→ What the exercise asks: List every line of the items that contains the string "control", matching case.

→ Data in this exercise:
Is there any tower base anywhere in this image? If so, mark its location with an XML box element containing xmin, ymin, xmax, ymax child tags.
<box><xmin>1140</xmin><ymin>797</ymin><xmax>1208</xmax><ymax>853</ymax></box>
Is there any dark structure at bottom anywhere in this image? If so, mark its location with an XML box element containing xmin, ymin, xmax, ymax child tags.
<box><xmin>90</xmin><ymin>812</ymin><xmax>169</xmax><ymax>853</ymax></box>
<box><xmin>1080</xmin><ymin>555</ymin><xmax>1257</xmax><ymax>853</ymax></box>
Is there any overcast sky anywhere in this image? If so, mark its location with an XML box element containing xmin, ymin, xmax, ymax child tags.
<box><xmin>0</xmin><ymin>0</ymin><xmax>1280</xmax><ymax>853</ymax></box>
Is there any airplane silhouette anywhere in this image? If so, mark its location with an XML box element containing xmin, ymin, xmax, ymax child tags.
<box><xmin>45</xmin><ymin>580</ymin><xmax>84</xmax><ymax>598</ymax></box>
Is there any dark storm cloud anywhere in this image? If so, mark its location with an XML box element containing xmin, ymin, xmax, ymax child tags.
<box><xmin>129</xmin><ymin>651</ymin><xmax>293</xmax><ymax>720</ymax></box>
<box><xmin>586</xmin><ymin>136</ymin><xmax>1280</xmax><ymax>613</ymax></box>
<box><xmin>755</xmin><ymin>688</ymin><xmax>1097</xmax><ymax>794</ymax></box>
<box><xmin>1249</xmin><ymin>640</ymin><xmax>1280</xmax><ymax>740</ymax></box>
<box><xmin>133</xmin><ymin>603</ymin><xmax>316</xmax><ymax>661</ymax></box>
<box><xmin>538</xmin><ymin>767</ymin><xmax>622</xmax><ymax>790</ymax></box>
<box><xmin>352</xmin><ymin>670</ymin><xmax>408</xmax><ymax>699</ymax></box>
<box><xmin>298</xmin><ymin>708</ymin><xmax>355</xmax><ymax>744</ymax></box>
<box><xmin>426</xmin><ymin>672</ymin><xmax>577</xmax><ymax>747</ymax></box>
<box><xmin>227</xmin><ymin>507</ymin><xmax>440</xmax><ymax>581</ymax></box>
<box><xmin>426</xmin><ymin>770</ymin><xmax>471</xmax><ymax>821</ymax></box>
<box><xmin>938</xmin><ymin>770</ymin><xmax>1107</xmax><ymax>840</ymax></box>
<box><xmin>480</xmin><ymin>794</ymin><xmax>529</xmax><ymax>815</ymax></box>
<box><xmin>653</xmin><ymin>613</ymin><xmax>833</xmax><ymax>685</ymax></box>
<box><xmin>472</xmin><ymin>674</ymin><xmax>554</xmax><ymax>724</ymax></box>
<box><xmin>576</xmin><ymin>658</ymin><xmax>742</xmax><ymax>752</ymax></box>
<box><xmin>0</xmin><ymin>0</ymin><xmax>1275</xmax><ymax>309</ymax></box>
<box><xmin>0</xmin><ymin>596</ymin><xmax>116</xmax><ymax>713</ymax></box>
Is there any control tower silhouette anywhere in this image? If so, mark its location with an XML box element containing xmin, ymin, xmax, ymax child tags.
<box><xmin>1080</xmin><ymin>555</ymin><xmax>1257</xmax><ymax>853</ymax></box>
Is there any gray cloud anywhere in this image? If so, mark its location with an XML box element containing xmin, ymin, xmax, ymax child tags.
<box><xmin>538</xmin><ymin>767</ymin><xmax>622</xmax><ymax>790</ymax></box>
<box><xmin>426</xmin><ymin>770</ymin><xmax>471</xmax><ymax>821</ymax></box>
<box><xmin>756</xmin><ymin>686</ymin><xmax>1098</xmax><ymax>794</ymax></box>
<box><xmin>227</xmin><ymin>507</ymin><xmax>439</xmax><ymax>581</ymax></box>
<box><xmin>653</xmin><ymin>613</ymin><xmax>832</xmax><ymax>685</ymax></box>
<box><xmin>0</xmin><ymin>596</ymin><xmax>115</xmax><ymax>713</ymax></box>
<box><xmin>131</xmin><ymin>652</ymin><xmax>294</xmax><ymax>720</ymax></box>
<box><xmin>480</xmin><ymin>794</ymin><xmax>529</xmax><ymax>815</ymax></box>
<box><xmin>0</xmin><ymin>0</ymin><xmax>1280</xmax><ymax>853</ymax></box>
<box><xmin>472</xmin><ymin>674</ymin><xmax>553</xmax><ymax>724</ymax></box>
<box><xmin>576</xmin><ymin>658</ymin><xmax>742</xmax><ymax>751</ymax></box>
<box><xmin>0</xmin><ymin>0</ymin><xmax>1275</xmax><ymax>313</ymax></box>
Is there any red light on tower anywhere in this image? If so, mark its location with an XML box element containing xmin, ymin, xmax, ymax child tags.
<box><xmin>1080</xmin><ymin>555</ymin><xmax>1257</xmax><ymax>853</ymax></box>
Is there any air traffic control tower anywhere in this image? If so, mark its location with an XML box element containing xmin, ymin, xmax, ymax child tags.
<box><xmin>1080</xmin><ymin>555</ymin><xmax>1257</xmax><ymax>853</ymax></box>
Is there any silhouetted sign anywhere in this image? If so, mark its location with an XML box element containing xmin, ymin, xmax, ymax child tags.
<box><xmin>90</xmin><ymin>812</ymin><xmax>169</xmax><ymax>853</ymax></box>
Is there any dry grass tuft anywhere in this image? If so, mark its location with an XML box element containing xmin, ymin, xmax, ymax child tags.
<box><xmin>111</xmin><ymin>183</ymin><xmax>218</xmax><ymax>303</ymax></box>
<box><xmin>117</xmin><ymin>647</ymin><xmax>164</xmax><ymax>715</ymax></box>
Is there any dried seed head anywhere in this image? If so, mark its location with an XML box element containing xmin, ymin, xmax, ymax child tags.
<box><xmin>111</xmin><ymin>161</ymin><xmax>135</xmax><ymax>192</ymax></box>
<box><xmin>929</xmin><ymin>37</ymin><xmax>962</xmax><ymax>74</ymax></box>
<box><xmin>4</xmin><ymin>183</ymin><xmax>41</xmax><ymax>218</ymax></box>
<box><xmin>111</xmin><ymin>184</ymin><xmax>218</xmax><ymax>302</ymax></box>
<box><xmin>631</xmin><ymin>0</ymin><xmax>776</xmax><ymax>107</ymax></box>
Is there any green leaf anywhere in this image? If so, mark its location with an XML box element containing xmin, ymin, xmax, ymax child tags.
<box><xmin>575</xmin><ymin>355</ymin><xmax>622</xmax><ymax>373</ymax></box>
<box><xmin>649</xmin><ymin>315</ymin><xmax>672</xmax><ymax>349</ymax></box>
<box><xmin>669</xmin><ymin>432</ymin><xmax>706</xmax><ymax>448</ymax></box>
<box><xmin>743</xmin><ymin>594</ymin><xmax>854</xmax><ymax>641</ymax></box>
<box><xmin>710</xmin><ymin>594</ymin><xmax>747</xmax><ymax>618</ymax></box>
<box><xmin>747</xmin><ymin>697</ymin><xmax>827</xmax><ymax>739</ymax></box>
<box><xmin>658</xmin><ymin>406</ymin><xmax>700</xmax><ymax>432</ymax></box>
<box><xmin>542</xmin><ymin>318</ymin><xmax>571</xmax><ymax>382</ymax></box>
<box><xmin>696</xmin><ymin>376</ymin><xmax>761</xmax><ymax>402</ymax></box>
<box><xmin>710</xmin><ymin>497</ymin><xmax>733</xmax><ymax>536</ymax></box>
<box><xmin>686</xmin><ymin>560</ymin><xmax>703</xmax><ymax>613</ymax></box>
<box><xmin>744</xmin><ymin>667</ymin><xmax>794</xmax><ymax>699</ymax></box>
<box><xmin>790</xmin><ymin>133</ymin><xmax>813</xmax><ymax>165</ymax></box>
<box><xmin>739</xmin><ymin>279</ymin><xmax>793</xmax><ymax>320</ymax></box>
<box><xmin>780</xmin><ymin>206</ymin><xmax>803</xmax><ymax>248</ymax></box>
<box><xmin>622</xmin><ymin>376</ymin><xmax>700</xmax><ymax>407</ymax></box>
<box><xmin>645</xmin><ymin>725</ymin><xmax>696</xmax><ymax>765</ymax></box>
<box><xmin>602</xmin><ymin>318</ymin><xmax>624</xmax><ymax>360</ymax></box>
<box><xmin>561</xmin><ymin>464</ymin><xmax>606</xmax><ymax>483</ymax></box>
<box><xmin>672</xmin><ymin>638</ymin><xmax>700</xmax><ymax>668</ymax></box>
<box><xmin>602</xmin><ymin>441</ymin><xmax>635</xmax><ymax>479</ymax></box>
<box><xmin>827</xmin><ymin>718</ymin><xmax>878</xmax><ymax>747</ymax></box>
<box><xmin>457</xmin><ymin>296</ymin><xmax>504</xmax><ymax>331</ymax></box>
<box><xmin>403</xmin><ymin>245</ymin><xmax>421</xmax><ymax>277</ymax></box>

→ Correct response:
Is there any control tower silhouette anywhere in this image? If so, mark its location with an XML box element containing xmin, ymin, xmax, ymax child tags.
Is there any air traffic control tower anywhere in this image? If so, mark its location with an XML box element containing xmin, ymin, xmax, ymax child tags.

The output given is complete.